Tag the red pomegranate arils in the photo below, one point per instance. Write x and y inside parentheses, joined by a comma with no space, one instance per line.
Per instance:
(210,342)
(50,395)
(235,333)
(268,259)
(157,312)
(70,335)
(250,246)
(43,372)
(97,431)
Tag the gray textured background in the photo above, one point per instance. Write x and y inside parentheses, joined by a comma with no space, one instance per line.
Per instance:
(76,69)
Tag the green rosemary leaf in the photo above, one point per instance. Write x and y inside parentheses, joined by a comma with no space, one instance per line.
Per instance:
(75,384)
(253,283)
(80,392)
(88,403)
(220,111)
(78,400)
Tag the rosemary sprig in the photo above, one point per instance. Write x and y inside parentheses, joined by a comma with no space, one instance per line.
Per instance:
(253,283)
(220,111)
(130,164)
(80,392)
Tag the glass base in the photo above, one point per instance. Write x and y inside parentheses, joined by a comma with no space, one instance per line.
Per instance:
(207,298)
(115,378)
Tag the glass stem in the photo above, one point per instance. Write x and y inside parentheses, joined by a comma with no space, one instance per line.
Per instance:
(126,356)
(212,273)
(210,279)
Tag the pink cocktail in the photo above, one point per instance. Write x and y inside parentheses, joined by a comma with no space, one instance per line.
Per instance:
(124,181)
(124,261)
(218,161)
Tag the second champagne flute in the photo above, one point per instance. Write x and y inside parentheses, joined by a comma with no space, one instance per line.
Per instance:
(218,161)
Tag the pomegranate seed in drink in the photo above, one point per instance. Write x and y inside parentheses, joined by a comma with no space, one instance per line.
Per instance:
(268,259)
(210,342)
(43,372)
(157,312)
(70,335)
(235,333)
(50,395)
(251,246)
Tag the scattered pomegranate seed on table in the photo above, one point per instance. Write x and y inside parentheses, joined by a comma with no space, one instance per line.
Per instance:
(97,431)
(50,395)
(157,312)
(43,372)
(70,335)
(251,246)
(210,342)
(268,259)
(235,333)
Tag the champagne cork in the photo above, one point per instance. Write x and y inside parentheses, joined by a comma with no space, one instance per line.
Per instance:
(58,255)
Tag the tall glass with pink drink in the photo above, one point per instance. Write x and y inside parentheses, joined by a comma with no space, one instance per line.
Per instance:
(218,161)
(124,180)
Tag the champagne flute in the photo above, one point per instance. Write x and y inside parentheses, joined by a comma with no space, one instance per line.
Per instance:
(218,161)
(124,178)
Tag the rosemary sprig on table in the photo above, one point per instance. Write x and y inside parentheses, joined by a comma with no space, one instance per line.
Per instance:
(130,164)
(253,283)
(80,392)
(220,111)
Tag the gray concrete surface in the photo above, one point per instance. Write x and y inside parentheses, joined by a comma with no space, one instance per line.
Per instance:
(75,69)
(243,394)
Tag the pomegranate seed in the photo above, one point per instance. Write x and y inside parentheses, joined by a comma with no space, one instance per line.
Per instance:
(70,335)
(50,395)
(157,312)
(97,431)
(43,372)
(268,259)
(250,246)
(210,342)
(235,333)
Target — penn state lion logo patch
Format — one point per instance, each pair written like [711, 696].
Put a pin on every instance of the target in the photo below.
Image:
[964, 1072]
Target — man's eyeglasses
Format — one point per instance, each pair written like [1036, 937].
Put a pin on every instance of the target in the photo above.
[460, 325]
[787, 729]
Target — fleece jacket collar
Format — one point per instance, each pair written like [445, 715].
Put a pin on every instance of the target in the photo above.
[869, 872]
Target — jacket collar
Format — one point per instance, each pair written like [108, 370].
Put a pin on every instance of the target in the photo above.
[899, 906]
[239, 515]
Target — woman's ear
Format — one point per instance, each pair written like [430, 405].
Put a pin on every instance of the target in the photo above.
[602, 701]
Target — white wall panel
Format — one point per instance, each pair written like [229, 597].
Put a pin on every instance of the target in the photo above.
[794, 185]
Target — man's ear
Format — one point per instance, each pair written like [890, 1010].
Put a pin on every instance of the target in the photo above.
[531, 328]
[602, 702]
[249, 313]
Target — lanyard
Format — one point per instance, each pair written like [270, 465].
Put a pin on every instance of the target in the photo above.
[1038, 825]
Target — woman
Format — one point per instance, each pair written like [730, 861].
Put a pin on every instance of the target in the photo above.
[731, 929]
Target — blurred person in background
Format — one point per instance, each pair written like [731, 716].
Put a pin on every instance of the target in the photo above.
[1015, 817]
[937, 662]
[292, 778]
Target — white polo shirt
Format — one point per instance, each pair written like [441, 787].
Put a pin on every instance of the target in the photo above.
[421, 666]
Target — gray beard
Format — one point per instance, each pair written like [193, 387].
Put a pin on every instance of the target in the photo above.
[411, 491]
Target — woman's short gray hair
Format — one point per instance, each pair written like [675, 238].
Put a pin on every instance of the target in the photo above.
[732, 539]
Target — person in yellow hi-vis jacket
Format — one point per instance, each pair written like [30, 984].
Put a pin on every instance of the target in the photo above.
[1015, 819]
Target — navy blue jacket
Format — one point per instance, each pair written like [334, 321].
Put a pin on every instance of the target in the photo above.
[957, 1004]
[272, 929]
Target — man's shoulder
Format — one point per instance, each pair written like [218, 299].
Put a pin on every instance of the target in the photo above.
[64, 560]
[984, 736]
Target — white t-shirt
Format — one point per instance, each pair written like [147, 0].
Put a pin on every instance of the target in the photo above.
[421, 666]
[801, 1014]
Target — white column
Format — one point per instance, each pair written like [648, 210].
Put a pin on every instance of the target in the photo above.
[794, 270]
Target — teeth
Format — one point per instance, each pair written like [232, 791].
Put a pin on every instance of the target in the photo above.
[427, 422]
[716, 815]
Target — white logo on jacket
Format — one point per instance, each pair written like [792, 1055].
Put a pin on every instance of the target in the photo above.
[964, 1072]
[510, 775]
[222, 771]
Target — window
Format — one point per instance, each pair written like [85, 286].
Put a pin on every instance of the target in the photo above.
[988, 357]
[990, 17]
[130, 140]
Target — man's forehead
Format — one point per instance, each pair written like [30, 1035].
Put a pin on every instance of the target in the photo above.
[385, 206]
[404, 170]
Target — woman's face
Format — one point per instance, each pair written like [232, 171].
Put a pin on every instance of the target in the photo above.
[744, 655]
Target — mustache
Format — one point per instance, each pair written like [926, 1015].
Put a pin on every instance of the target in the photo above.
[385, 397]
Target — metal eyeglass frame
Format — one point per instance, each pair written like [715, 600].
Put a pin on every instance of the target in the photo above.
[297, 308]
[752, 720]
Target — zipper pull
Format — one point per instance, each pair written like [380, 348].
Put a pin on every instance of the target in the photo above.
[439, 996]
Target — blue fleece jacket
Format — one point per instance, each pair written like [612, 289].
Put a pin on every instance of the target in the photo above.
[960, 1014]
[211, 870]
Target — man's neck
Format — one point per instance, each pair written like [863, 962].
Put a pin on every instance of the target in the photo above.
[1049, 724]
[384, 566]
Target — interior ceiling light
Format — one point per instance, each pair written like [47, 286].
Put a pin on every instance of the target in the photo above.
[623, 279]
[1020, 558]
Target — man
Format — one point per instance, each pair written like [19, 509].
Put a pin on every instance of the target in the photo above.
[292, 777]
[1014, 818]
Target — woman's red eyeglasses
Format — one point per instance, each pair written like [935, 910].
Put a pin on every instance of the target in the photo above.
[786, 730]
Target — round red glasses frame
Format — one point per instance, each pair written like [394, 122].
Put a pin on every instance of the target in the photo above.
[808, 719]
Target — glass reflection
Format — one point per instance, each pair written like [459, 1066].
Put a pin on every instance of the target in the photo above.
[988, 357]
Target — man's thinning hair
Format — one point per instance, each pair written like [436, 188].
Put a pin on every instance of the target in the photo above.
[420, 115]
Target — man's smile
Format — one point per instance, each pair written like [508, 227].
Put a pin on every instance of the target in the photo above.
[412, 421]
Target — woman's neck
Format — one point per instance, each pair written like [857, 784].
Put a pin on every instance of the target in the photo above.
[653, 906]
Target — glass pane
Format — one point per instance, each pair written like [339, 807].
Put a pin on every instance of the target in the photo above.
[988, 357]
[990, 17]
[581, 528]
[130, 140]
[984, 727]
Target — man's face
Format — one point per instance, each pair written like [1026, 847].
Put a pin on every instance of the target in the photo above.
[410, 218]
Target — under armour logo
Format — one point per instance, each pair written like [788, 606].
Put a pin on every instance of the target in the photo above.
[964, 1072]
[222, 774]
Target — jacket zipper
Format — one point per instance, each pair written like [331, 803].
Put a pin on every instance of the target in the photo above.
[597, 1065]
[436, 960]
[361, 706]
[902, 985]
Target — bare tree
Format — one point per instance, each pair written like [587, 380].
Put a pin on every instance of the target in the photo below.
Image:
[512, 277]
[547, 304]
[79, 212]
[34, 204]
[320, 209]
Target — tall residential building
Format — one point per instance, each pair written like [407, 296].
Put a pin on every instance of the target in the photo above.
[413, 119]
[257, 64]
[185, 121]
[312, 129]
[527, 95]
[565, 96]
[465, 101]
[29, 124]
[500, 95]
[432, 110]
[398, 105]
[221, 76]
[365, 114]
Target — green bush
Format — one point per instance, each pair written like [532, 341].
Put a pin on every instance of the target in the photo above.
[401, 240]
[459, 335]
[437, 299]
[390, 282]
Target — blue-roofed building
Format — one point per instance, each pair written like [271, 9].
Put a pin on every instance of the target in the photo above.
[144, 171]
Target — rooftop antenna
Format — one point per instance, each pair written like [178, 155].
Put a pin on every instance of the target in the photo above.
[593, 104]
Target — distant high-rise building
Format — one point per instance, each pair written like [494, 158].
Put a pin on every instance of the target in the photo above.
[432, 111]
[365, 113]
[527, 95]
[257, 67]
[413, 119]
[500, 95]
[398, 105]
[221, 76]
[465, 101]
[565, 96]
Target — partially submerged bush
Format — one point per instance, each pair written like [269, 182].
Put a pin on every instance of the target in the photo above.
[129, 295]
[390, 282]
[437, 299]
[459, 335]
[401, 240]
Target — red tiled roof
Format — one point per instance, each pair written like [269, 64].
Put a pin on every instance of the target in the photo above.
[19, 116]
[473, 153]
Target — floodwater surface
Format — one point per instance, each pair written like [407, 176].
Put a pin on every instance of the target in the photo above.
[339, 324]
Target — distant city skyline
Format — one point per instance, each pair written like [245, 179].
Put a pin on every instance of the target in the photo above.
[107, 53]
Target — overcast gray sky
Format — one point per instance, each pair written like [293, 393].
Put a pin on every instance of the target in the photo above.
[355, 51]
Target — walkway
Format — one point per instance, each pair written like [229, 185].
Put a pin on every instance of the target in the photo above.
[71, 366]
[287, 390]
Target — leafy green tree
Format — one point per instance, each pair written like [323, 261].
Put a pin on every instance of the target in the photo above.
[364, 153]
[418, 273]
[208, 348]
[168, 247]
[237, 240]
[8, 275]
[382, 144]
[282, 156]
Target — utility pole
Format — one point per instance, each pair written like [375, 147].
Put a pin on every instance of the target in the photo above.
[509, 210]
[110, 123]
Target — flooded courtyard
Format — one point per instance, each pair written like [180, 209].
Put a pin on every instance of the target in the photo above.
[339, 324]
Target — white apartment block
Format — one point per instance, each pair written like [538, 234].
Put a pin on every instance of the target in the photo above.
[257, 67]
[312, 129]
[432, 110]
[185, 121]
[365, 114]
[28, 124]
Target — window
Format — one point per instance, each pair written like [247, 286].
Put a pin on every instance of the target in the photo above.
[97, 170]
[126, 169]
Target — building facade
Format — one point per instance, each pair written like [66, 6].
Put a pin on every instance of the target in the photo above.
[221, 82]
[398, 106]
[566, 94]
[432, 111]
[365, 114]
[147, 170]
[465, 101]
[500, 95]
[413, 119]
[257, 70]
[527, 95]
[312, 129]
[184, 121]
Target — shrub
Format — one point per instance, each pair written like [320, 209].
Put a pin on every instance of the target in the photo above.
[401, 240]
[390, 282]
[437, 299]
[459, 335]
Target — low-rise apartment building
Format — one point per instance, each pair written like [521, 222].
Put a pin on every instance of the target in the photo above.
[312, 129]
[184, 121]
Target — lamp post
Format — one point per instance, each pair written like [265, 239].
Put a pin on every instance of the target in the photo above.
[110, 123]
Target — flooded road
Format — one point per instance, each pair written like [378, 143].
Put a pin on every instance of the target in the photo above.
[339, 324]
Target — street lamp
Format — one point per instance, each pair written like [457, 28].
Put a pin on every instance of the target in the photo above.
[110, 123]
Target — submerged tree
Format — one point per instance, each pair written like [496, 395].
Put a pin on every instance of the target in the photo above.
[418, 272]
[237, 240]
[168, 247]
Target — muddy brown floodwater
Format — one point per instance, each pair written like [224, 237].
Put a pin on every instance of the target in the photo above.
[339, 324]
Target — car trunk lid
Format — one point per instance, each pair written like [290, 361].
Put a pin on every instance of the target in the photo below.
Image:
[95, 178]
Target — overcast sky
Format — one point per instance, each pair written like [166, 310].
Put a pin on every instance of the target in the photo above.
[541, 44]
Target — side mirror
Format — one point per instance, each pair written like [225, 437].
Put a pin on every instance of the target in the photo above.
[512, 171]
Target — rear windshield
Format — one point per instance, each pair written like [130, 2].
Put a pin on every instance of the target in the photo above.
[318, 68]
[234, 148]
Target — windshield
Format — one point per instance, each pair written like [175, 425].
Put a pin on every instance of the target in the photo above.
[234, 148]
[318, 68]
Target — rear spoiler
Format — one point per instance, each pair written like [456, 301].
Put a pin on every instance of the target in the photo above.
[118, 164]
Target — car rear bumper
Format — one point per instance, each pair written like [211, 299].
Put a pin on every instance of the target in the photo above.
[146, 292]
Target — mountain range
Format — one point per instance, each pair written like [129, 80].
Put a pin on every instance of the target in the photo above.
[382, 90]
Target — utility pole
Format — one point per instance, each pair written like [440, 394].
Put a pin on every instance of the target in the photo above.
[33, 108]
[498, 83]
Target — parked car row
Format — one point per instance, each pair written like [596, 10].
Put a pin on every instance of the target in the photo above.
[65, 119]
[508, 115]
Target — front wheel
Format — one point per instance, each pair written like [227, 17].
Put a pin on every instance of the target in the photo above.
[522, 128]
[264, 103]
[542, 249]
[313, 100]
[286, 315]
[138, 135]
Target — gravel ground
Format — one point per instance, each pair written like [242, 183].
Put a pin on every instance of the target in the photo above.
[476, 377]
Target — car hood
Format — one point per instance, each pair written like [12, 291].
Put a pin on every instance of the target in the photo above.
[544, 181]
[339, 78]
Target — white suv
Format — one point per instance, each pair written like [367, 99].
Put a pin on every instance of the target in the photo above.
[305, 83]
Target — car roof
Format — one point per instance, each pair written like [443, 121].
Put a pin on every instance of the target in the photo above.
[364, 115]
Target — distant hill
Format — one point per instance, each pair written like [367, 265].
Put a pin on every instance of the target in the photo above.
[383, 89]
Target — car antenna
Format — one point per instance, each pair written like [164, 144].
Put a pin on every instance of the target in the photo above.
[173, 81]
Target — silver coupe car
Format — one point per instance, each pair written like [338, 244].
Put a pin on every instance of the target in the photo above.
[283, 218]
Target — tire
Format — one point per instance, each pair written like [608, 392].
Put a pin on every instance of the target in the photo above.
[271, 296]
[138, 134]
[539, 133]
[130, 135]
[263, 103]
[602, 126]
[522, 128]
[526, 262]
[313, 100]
□ □ □ □ □
→ To do
Work out the number of lines in the listing above that hold the word "gray". Write that number by itself.

→ Result below
5